(Excerpt from a dataset)
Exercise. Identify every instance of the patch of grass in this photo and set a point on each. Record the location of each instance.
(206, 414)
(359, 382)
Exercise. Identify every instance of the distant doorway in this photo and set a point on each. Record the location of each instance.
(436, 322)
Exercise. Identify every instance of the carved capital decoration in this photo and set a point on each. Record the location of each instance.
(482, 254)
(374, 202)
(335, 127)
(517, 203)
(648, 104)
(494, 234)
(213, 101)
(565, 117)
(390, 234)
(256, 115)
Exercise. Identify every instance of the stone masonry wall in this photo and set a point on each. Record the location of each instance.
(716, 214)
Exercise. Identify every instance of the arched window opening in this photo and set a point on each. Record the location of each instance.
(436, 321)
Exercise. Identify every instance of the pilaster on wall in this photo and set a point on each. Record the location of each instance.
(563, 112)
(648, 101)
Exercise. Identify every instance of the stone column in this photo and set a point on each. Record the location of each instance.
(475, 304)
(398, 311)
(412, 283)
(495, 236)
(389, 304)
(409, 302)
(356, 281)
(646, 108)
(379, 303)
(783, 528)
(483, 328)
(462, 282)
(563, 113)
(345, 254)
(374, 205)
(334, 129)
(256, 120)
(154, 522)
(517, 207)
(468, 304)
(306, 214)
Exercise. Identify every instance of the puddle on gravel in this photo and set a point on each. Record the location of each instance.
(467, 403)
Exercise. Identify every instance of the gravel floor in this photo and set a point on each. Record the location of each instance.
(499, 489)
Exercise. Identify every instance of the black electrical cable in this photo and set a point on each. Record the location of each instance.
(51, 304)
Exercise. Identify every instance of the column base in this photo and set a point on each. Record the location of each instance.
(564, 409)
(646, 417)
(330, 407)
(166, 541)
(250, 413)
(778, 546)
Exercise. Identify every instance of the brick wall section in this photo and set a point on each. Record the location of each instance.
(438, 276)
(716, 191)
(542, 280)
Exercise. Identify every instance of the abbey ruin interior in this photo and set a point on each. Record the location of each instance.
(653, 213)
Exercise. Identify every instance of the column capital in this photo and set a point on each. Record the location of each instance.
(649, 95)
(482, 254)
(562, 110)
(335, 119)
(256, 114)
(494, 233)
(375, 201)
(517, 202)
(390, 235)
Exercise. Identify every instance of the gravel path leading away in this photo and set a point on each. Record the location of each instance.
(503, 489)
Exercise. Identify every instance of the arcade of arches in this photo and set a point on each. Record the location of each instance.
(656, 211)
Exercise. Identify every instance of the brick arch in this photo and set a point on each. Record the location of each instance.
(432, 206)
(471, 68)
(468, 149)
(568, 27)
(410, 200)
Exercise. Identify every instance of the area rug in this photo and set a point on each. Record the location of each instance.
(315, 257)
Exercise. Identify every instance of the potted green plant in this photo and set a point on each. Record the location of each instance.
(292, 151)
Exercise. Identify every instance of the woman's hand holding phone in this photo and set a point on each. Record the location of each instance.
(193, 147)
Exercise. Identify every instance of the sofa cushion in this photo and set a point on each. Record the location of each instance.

### What the task requires
What is needed here is an exact reproduction of all the entries.

### Written solution
Exercise. Identify every instance of the patch of grass in this photo and set a point on each. Record the location of each instance.
(206, 414)
(359, 382)
Exercise. Identify every instance of the distant doorway in this photo and set a point on each. Record the location of each instance.
(436, 322)
Exercise. Identify every instance of the carved capital decoration in this photo and set a point on each. Record the location of each instance.
(482, 254)
(374, 202)
(335, 127)
(517, 203)
(648, 104)
(494, 234)
(213, 101)
(565, 117)
(390, 234)
(256, 115)
Exercise. Identify every instance of the stone masonry wall in this photo and set a point on each. Record the location of each instance.
(716, 214)
Exercise. Identify every instance of the arched window opening in this photo and set a point on each. Record the location of each instance.
(436, 321)
Exercise. Identify every instance of the pilaster on wall in this photo and set a point on each. Record the location of each instance.
(563, 112)
(648, 101)
Exercise. Identify every instance of the stone column in this photo and set a point on each. Record the location of each instance.
(475, 304)
(398, 311)
(412, 283)
(495, 236)
(389, 304)
(409, 302)
(356, 281)
(646, 108)
(379, 303)
(783, 528)
(483, 328)
(462, 282)
(563, 113)
(345, 254)
(374, 205)
(334, 129)
(256, 120)
(154, 522)
(517, 207)
(468, 304)
(306, 214)
Exercise. Identify every instance of the puddle on gravel in this photo and set a point on each. Record the location of each instance.
(467, 403)
Exercise. Identify every instance of the gravel floor in this photo and set a point on each. Record the location of each instance.
(499, 489)
Exercise. Identify every instance of the black electrical cable in this photo and set a point on each. Record the location of each instance.
(51, 304)
Exercise. Identify every instance of the column base in this photo and set a point on each. Record the location of each instance.
(564, 409)
(646, 417)
(330, 407)
(166, 541)
(250, 413)
(778, 546)
Exercise. Identify every instance of the brick wall section in this photo and set a point on each. Record the location of each instance.
(438, 276)
(716, 191)
(542, 280)
Exercise. Identify every instance of the abbey ruin interior in this photo and set a point on each. Record the location of each instance.
(653, 213)
Exercise. Identify every instance of the column capital in this photo and set a point on each. Record the location of each instance.
(649, 95)
(482, 254)
(562, 110)
(335, 119)
(256, 114)
(494, 233)
(375, 201)
(517, 202)
(390, 235)
Exercise. Identify every instance of the gravel path leading away in this photo and set a point on each. Record the location of each instance.
(503, 489)
Exercise. Identify every instance of the arcade of arches in this photo and set a point on each. Record the location of each instance.
(656, 211)
Exercise. Identify every instance of the brick arch in this photo and set a point on each. Record the location of each instance.
(432, 206)
(471, 68)
(468, 149)
(568, 27)
(410, 200)
Exercise. Identify every instance of the area rug in this photo and set a point on each. Record the location of each instance.
(315, 257)
Exercise. Identify every instance of the potted green plant in this photo and set a point on each. Record the location of each instance.
(292, 151)
Exercise. Identify every instance of the woman's hand holding phone in this photo and set a point on each. Record the location of each instance.
(193, 147)
Exercise. Identify every instance of the sofa cushion in this photo and set a point on each. Record the location of each instance.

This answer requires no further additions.